→ How to complete this task:
Once the line with "TARGET: entrance canopy" is found in the entries below, repeat it and each following line exactly, up to and including the line with "TARGET: white wall". Add no other lines.

____________

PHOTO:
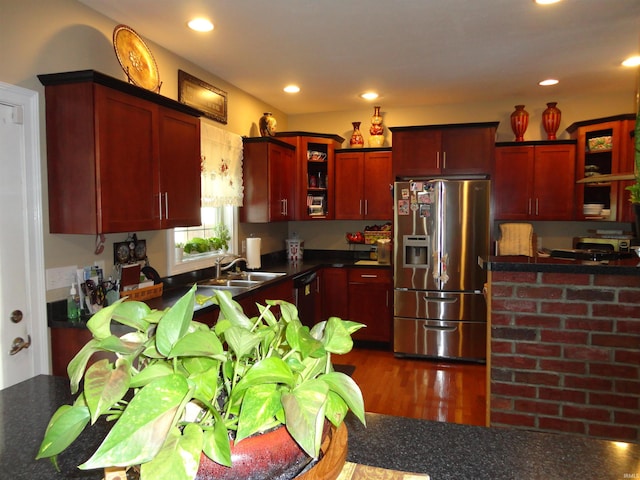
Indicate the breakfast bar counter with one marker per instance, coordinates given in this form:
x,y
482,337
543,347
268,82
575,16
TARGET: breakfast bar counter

____________

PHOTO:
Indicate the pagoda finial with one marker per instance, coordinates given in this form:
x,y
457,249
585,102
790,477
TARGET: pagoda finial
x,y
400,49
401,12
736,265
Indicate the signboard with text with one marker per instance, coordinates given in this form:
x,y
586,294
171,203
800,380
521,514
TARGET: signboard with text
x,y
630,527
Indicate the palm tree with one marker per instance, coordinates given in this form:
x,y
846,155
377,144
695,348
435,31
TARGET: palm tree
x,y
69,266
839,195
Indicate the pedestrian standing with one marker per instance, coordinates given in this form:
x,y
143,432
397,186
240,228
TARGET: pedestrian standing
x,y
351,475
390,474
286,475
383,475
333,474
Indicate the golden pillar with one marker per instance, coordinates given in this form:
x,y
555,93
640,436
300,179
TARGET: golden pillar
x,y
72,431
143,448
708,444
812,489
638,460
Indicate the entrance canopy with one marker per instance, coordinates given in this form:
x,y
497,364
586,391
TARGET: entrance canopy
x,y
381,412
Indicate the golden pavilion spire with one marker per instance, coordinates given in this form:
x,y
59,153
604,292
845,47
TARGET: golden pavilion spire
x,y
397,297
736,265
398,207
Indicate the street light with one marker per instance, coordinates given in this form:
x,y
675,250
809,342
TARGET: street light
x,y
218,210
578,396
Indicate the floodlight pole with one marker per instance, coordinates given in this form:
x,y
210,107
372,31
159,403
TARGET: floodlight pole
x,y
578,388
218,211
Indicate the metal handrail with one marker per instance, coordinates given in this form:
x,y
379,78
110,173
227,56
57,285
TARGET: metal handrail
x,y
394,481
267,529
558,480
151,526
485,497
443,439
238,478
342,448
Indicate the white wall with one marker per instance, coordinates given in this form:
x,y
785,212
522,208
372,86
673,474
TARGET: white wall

____________

→ Written response:
TARGET: entrance canopy
x,y
381,412
Indicate the golden pavilion spire with one marker per instance, coordinates given in this form:
x,y
59,153
604,292
845,47
TARGET: golden pavilion spire
x,y
397,297
736,265
398,207
Indicate the street light with one marker per instance, coordinates given in this form:
x,y
675,250
809,342
TARGET: street light
x,y
218,210
578,396
Indicate the floodlight pole with one marker per instance, coordinates given in this form:
x,y
210,107
372,31
159,403
TARGET: floodlight pole
x,y
578,388
218,211
Indicate the metal handrail with one marker per instance, coordinates given in this form:
x,y
379,78
110,173
227,56
57,285
TARGET: metal handrail
x,y
394,481
267,529
558,480
151,526
485,497
443,439
238,478
342,448
Indicate the white wall with one marker per instance, coordinates given in this form:
x,y
785,212
522,208
372,86
673,474
TARGET: white wall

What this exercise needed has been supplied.